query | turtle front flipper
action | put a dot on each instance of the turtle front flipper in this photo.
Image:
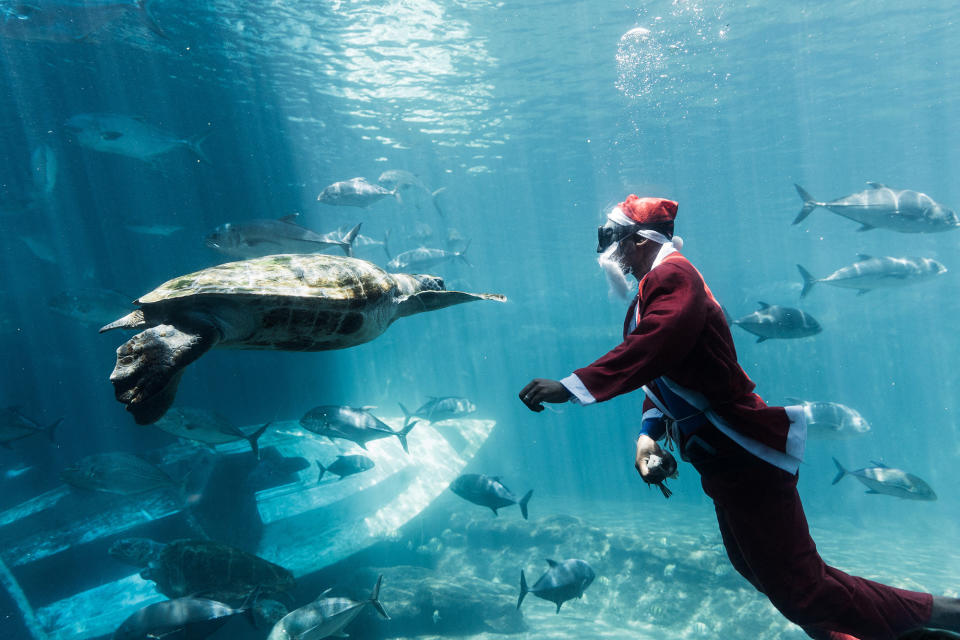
(149, 366)
(432, 300)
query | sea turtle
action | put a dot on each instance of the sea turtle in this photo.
(191, 567)
(290, 302)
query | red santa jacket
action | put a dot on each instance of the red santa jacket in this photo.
(681, 333)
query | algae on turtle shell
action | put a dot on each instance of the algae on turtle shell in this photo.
(287, 302)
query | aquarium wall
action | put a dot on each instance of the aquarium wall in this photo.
(490, 139)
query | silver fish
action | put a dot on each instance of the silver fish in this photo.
(117, 472)
(880, 206)
(875, 273)
(208, 427)
(129, 136)
(67, 20)
(355, 192)
(410, 188)
(91, 306)
(881, 479)
(154, 229)
(357, 425)
(563, 581)
(43, 166)
(187, 617)
(324, 617)
(345, 466)
(488, 491)
(256, 238)
(772, 321)
(424, 258)
(440, 408)
(832, 420)
(16, 426)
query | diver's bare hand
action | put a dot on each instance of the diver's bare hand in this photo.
(540, 390)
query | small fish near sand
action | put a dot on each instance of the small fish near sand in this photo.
(14, 425)
(257, 238)
(832, 420)
(345, 466)
(348, 423)
(188, 567)
(355, 192)
(773, 321)
(882, 207)
(563, 581)
(870, 273)
(883, 480)
(68, 20)
(130, 136)
(207, 427)
(187, 617)
(488, 491)
(325, 617)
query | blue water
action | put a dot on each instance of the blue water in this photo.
(534, 117)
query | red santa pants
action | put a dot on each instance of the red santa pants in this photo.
(768, 542)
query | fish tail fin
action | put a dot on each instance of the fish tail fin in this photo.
(51, 428)
(249, 603)
(460, 255)
(193, 143)
(254, 437)
(524, 590)
(809, 204)
(523, 503)
(402, 436)
(840, 472)
(147, 18)
(808, 281)
(406, 414)
(375, 599)
(349, 238)
(436, 202)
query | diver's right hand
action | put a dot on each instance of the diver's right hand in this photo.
(645, 447)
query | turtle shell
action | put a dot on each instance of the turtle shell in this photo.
(214, 570)
(296, 302)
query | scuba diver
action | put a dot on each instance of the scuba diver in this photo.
(677, 347)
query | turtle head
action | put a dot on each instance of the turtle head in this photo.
(136, 551)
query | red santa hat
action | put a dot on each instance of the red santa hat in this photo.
(652, 216)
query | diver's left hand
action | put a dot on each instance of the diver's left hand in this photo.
(540, 390)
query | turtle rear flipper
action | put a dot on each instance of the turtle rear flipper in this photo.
(432, 300)
(149, 366)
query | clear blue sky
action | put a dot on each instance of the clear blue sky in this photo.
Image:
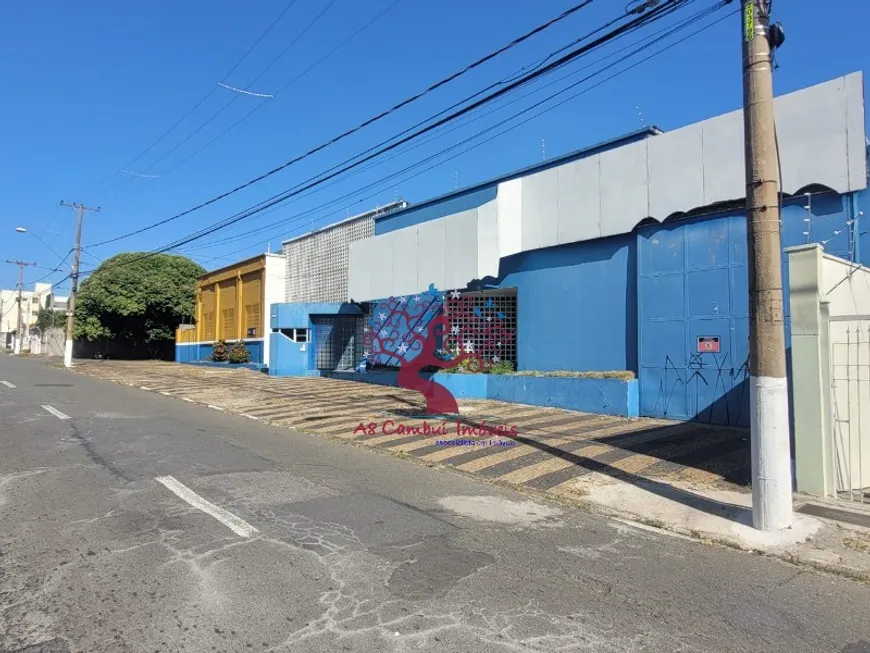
(87, 86)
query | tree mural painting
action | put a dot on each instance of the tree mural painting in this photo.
(435, 329)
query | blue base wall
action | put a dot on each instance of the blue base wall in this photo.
(601, 396)
(200, 351)
(576, 305)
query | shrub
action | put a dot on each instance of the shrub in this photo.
(502, 367)
(219, 351)
(239, 354)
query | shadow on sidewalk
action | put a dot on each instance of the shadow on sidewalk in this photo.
(732, 511)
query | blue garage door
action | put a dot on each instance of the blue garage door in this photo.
(694, 321)
(692, 284)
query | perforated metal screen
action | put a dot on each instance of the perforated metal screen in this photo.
(488, 303)
(317, 264)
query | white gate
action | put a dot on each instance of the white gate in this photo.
(850, 405)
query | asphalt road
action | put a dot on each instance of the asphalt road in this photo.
(259, 539)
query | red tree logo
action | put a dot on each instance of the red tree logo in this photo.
(435, 330)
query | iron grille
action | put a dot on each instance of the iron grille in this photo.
(338, 342)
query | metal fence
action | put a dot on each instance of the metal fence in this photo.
(850, 405)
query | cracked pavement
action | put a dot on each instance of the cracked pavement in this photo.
(353, 551)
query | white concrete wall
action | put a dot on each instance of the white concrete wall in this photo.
(275, 279)
(830, 349)
(821, 139)
(847, 291)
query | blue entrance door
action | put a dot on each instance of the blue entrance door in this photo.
(694, 321)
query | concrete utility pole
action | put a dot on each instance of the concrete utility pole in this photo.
(71, 304)
(20, 329)
(768, 389)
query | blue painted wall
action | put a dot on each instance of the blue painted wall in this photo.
(289, 358)
(298, 316)
(576, 305)
(693, 282)
(474, 196)
(200, 351)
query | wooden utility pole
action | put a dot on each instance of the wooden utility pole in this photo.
(71, 304)
(768, 389)
(20, 329)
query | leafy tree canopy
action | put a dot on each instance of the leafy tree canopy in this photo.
(140, 298)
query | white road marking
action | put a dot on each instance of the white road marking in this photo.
(54, 411)
(236, 524)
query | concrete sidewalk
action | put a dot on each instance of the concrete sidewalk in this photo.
(687, 478)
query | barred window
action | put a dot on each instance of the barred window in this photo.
(208, 325)
(229, 323)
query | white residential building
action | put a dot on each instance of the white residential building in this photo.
(31, 302)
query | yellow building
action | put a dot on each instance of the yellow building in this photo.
(232, 304)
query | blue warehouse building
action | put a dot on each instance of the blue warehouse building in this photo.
(627, 259)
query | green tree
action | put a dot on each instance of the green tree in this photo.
(139, 298)
(47, 318)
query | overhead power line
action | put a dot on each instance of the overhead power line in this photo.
(207, 96)
(321, 179)
(240, 92)
(666, 32)
(690, 23)
(476, 64)
(283, 88)
(654, 14)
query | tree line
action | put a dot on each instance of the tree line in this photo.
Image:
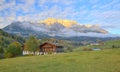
(15, 48)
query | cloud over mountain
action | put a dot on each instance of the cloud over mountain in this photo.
(54, 27)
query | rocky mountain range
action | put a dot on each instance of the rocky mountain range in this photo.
(53, 28)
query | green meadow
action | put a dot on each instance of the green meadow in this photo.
(107, 45)
(107, 60)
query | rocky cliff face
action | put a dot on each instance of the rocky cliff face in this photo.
(53, 27)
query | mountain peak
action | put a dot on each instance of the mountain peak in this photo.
(66, 23)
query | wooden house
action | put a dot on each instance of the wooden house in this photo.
(50, 48)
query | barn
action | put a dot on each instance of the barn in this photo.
(50, 48)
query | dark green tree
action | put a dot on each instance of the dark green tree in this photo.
(14, 49)
(31, 44)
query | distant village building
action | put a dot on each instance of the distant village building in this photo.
(46, 48)
(49, 48)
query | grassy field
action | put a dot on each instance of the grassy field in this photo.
(88, 61)
(107, 45)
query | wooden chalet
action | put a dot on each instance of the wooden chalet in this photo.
(50, 48)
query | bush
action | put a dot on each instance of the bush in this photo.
(14, 49)
(8, 55)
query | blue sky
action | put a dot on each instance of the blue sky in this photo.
(106, 13)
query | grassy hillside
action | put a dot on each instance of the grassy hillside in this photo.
(107, 45)
(6, 39)
(88, 61)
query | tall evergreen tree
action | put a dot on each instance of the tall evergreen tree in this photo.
(31, 44)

════════

Look above for the line with "action | put a dot on each instance of the metal"; retype exactly that line, every line after it up to the line with "query | white concrete wall", and that line too, nothing else.

action | put a dot on each instance of the metal fence in this photo.
(850, 405)
query | cracked pavement
action | put a dot on each instance of the cracked pavement in this photo.
(353, 551)
query | white concrete wall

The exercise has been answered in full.